== Extracted text ==
The idea is that locks have a counter which is incremented if there was a SAVE command sent after the previous LOCK command. The previous SAVE's UID (prev_uid) is also stored to the lock. When the first SAVE after LOCK arrives, it's assigned a dependency on all existing locks which have uid > prev_uid. The lock counter order doesn't guarantee an ascending prev_uid order. (An actual lock counter probably isn't even needed, prev_uid should be enough as the lock ID. Lock counter simplifies the above example though.)
All subsequent SAVEs from the client before the next UNLOCK will have the same dependency as the first SAVE. This is because by that time the transaction has been committed and all messages within the transaction have been given UIDs. So in fact it wouldn't really matter in which order the SAVEs are even sent to the replication sender. Although sending them in order allows an extra optimization: If only a single client is holding a lock, the SAVEs can be immediately forwarded as they're being received.
After all lock dependencies have been dropped, it's guaranteed that all new SAVEs will have higher UIDs, so the SAVEs can be ordered and forwarded.
A further optimization could use some kind of weak locks that are dropped after the client's first SAVE command. After the weak lock count has dropped to zero, the messages can started to be sent. For example assume two clients having the same lock counter. Both clients would be sending 10000 messages within the same transaction. Waiting for and buffering all of them would waste a lot of memory. Instead it would be possible to read the first SAVE from the first client and then block until the first SAVE is read from the second client. The SAVE with a smaller UID can be forwarded to remote servers. The next message is then read from that connection, and this is continued until all messages have been processed.
A simpler solution would have been to order and forward SAVEs only when lock counter dropped to zero, but under very high load it's (at least theoretically) possible that the counter never drops to zero.
In synchronous setups (recommended whenever possible) the SAVE commands use a tag (not "*"), which requests an ack reply from the remote. After replication sender has sent SAVE to a remote server, the remote server eventually replies back. This reply is forwarded from replication receiver to sender, which in turn forwards it to the mail process. After mail process has finished sending all SAVEs, it waits until it has received at least one ack for each SAVEd message. If the replication sender sent the SAVE to multiple servers, mail process may receive multiple acks for each message. It should just ignore the ones it doesn't care about.
1.2.2. Modseq updating
If all mailbox modifications were done only while the server was the mailbox master, there wouldn't be any problems with modseq updates, because only one server could modify the mailbox at a time. This scales badly though, so it's preferrable to move the master only when absolutely required (for SAVEs) and handle modseqs another ways.

== Data shown ==
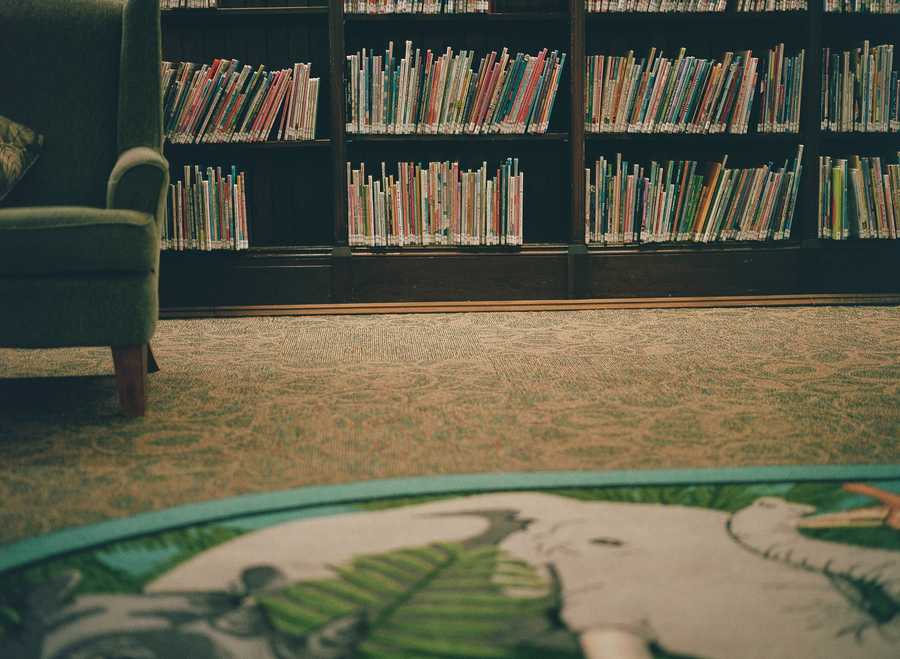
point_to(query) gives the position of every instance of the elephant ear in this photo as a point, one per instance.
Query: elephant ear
(443, 600)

== What you need to do ==
A. According to the replication text, what is stored to a lock along with its counter?
B. Please reproduce the part of the replication text that opens with the words containing "In synchronous setups" and closes with "doesn't care about.".

== Solutions by task ==
A. The previous SAVE's UID (prev_uid).

B.
In synchronous setups (recommended whenever possible) the SAVE commands use a tag (not "*"), which requests an ack reply from the remote. After replication sender has sent SAVE to a remote server, the remote server eventually replies back. This reply is forwarded from replication receiver to sender, which in turn forwards it to the mail process. After mail process has finished sending all SAVEs, it waits until it has received at least one ack for each SAVEd message. If the replication sender sent the SAVE to multiple servers, mail process may receive multiple acks for each message. It should just ignore the ones it doesn't care about.